◆ **DOCUMENT**
Vols give Greg King tight end trial

Vols give Greg King tight end trial

August 20th, 2012 by Patrick Brown in Sports College08football

Tailback Devrin Young, No. 19, looks downfield while linebacker Greg King, No. 48, pursues in this file photo.

Photo by Jake Daniels /Times Free Press.

KNOXVILLE - The irony is too strong to ignore.

Injuries have depleted Tennessee at tight end and prompted Greg King, the oft-injured linebacker who's now fully healthy, to make a position switch.

With Brendan Downs (dislocated kneecap) and Joseph Ayres (sprained ankle) sidelined, King worked with the Volunteers' tight ends and fullbacks during practice Sunday afternoon.

"It's an opening, it's a shot, we need it and I think I can do it," said King, a fourth-year junior from Memphis. "Linebacker and fullback and tight end are almost the same. You're either catching the ball and running a route or you're trying to knock a ball down. I look at it just like that."

The Vols essentially are down to Mychal Rivera, Ben Bartholomew and freshman Justin King at the tight end and fullback positions due to injuries and Cameron Clear's offseason dismissal. With less than two weeks before the season opener, a position switch was inevitable. The 6-foot-2, 239-pound Greg King was a nonfactor at linebacker, even though Tennessee is thin there, too.

"He's got the tight-end body type," coach Derek Dooley said. "He's not in the two-deep over there, but he's got some good qualities about him. He's got a good attitude."

King played offense and defense at Melrose High School, but he was hardly a two-way player. He joked that he had just one career reception and his offensive game consisted of "mostly blocking, cracking people." He made 130 tackles his senior year.

One of the few remaining members of Lane Kiffin's lone signing class, King burst onto the scene for Tennessee as a freshman. He made 28 tackles and even started twice in 2009 before multiple injuries, including at least three knee surgeries, derailed his career. He's played in just five games the past two seasons.

◆ **STORED DATA**
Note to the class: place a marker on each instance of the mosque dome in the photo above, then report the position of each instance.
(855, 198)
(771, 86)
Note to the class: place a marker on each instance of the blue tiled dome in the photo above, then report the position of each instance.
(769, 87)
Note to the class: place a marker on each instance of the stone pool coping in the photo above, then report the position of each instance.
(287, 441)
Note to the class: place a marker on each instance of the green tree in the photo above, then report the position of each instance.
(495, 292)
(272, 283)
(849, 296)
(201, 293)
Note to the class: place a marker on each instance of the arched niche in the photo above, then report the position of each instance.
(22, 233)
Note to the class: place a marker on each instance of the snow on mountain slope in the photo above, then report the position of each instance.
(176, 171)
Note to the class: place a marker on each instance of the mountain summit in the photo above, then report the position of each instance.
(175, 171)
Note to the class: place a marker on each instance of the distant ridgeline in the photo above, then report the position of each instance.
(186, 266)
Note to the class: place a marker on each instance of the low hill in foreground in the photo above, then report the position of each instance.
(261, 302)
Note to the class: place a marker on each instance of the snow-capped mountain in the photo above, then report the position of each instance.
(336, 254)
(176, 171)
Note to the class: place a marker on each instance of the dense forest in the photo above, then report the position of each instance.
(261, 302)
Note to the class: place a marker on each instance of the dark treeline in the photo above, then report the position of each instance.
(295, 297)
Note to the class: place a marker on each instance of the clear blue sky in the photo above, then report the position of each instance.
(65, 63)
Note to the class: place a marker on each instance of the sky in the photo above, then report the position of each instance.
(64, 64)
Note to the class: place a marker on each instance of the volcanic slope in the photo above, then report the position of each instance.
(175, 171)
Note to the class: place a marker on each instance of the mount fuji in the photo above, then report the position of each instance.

◆ **WORK TO COMPLETE**
Using the article on Greg King, explain in one to three sentences why he was moved to tight end.

◆ **TASK RESULT**
Injuries to Brendan Downs (dislocated kneecap) and Joseph Ayres (sprained ankle), along with Cameron Clear's offseason dismissal, left Tennessee essentially down to Mychal Rivera, Ben Bartholomew and Justin King at tight end and fullback. With less than two weeks before the season opener, a position switch was inevitable, and Greg King had been a nonfactor at linebacker.